• Input:
┄┄┄┄┄┄┄┄┄┄┄┄┄┄┄┄┄┄┄┄
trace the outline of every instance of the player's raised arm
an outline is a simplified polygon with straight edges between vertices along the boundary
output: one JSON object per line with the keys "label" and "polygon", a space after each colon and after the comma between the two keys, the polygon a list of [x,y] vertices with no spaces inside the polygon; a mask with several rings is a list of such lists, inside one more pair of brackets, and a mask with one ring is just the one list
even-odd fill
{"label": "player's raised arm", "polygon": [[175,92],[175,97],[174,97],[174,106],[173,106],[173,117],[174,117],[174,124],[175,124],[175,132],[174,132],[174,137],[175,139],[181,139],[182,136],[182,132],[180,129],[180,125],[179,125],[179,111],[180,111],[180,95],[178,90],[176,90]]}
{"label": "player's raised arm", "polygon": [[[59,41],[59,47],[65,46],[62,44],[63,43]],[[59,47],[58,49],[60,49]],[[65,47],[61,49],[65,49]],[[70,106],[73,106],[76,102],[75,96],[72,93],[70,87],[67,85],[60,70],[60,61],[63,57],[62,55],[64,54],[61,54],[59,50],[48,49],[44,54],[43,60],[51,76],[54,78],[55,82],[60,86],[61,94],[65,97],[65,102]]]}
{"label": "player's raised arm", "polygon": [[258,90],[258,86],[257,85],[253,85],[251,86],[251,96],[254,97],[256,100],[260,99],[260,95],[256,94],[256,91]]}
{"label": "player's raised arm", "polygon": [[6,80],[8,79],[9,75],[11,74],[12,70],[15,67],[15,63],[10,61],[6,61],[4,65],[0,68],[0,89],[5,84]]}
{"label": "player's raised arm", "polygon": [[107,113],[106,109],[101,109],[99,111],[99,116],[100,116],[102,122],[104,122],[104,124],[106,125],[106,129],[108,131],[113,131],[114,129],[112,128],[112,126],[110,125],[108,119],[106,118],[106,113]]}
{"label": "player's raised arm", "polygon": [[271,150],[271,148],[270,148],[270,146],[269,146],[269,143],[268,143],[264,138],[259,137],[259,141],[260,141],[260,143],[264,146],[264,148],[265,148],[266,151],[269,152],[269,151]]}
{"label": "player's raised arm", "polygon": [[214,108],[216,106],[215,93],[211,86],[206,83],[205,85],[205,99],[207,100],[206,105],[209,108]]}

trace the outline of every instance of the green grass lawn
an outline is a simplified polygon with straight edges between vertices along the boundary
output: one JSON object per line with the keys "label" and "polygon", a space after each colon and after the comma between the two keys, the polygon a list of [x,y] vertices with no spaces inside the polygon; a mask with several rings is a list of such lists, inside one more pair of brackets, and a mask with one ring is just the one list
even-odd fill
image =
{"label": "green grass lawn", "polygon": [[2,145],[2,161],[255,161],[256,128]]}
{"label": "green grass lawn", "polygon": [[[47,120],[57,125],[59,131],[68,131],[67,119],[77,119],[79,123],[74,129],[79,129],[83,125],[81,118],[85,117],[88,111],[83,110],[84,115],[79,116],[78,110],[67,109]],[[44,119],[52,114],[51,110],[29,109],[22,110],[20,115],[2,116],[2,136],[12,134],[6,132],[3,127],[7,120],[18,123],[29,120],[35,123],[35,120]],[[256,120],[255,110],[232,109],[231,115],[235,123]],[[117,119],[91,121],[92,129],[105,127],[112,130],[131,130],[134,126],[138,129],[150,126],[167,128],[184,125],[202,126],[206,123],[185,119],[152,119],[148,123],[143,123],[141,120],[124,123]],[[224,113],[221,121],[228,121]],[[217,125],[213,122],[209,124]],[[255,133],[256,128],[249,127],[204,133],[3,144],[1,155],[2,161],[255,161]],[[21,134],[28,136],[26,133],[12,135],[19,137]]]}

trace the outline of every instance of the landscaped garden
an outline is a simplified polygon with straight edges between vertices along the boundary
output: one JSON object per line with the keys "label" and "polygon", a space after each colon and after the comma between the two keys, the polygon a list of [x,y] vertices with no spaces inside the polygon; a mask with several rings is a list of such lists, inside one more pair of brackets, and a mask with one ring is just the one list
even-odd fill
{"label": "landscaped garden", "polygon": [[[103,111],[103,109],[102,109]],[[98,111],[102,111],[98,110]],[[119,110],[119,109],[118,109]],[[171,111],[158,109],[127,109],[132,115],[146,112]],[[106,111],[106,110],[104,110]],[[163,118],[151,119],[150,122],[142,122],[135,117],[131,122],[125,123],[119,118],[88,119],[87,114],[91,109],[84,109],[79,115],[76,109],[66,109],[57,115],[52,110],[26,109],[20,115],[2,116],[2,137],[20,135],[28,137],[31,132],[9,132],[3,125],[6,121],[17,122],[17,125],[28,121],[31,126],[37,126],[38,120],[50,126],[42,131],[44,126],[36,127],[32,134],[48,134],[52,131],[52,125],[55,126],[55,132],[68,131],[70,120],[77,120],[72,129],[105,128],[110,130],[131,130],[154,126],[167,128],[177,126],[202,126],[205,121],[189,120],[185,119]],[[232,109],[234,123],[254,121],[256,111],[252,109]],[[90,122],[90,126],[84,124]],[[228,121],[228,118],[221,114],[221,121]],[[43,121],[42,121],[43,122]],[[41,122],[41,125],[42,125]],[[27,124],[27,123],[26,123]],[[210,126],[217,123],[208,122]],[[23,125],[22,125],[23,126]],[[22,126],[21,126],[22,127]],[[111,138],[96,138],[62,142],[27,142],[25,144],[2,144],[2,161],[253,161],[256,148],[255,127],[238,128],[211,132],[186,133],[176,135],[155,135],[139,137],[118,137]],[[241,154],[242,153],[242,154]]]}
┄┄┄┄┄┄┄┄┄┄┄┄┄┄┄┄┄┄┄┄
Locate each line in the items above that contains the word "instance", and copy those lines.

trace the outline of every instance of the player's raised arm
trace the outline of every instance of the green grass lawn
trace the outline of every instance of the landscaped garden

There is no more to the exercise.